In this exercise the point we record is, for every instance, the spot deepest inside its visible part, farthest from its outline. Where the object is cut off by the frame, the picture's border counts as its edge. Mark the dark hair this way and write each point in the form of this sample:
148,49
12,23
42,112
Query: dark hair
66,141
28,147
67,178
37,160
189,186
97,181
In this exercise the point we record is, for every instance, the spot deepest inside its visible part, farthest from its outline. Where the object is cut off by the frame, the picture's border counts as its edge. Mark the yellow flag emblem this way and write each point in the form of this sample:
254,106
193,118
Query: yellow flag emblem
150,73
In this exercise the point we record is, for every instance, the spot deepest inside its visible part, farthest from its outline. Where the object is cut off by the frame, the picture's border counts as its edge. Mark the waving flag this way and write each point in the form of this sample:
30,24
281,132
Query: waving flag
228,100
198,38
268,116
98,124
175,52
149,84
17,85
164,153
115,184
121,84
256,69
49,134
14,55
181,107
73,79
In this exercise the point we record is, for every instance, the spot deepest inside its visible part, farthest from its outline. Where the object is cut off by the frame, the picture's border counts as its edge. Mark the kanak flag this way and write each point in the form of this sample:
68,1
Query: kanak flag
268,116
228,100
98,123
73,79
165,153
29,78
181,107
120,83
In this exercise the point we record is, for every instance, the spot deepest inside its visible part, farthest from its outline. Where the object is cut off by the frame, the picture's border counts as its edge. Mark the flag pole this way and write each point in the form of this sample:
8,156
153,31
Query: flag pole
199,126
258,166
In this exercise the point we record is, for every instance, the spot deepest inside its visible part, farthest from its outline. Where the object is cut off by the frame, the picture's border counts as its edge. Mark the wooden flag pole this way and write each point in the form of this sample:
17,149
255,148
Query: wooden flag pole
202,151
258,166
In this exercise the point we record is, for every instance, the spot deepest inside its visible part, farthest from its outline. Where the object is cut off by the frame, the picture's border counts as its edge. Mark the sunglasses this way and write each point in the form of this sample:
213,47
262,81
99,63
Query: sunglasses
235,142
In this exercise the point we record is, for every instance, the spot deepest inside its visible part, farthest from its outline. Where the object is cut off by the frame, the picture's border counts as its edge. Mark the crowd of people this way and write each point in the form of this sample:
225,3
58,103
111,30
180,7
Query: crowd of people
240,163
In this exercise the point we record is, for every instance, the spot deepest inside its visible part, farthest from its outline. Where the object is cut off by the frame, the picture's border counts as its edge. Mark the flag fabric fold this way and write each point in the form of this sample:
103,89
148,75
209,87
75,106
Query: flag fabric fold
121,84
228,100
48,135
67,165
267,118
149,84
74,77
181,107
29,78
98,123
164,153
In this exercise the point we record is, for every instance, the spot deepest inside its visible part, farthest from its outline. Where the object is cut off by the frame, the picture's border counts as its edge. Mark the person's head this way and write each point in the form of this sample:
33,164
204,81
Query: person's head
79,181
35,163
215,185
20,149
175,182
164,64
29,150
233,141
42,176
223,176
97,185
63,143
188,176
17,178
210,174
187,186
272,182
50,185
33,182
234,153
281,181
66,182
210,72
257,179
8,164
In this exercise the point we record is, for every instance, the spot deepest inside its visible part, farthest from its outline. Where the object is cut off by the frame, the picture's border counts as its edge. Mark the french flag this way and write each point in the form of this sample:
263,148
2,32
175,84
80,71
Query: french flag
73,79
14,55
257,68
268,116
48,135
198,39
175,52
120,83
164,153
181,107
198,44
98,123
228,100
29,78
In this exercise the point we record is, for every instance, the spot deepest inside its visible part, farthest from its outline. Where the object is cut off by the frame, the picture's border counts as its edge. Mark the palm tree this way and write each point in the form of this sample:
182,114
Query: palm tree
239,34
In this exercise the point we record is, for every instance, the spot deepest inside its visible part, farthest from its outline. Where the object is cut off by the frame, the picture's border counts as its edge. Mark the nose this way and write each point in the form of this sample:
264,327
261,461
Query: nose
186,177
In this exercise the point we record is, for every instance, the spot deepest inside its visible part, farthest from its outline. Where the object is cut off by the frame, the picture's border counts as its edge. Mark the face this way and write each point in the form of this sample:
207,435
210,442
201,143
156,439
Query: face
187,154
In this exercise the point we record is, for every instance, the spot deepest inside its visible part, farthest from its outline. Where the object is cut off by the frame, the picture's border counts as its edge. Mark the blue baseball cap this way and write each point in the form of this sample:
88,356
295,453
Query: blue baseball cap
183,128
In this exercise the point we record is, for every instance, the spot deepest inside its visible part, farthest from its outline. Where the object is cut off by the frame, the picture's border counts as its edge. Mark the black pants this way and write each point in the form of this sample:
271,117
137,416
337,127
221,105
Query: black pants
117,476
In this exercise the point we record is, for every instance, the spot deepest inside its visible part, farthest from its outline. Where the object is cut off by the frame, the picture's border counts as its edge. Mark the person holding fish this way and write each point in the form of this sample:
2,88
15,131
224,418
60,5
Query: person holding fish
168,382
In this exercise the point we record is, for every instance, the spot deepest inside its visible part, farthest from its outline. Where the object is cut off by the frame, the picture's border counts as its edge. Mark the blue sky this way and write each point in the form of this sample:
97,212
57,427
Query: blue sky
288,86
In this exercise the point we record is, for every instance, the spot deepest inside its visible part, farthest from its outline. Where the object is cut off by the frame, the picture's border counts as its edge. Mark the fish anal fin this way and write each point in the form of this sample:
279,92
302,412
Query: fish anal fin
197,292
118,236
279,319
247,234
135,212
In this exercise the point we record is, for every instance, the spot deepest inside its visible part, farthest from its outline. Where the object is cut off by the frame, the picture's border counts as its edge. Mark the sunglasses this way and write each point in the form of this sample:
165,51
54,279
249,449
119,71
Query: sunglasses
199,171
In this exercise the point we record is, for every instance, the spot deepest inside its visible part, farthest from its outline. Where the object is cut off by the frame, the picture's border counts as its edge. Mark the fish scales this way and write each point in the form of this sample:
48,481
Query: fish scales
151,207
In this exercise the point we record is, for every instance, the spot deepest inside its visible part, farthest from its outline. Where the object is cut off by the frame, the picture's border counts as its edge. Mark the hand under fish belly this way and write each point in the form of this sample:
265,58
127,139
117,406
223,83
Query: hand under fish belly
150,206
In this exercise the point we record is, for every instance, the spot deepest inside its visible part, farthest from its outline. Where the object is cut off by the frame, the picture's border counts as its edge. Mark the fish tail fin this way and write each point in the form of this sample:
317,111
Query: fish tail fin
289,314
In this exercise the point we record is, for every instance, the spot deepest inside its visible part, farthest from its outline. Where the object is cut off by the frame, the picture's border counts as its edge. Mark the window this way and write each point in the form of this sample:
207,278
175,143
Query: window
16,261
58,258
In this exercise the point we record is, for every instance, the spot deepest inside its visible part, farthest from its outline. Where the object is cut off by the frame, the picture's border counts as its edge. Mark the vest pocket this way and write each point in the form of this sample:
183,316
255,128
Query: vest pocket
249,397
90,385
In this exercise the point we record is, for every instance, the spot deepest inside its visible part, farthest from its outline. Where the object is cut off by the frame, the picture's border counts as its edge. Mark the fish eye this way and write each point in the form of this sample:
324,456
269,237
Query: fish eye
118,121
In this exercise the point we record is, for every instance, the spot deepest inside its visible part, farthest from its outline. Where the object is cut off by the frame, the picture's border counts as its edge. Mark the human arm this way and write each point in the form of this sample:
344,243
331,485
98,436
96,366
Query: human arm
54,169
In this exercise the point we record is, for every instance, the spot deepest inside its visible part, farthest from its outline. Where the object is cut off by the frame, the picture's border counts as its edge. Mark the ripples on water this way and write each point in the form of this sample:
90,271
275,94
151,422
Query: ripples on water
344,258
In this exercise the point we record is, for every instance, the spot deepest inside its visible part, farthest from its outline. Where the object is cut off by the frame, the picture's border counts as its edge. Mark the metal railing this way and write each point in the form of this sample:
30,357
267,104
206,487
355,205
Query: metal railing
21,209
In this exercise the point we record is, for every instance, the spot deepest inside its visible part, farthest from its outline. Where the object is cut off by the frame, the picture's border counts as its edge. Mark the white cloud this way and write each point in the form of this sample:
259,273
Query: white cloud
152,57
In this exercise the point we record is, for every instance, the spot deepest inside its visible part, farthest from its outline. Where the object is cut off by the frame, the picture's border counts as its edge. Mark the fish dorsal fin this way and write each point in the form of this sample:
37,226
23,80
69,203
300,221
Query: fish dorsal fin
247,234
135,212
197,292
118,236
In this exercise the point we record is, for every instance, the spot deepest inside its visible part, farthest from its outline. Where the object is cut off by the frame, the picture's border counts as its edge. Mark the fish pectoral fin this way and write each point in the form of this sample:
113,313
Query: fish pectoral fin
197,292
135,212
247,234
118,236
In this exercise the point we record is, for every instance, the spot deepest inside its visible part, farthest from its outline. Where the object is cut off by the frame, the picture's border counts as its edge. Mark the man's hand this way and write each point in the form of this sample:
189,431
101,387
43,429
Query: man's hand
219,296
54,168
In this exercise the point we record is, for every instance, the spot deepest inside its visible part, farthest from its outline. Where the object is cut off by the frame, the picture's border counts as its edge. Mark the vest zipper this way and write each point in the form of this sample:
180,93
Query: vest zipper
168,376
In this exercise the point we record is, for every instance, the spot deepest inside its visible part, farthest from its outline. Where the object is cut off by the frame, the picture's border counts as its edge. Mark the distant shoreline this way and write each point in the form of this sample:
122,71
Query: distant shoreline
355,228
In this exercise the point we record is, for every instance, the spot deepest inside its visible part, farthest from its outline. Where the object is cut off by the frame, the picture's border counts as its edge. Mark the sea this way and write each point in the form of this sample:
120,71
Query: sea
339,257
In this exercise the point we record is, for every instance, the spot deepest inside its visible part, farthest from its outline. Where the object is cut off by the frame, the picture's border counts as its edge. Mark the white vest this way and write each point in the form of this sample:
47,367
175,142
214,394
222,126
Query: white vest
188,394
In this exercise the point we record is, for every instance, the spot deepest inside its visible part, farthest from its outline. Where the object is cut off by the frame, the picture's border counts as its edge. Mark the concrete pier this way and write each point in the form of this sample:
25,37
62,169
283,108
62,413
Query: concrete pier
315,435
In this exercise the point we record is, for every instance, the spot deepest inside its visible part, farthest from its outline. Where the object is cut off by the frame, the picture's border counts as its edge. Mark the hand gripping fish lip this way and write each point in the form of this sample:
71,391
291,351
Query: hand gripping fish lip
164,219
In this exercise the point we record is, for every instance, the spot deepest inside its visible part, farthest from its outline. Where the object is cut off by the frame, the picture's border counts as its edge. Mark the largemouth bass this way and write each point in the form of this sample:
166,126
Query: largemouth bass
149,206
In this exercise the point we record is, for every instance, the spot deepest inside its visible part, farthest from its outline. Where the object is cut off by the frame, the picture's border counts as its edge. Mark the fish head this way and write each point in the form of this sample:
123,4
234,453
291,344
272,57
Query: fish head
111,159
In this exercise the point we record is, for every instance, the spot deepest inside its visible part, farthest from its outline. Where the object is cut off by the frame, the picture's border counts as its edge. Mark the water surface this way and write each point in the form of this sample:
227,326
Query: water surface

________________________

- Work item -
Above are the entries; copy out every line among them that contains the word "surface".

- Written solution -
In this exercise the point we record is, for every instance, the spot deepest inside its visible part, farthest from its outline. Where the object is cut off by the frame, the picture's border counts as its edge. Mark the water surface this way and write each point in the form of this sample:
Query: water surface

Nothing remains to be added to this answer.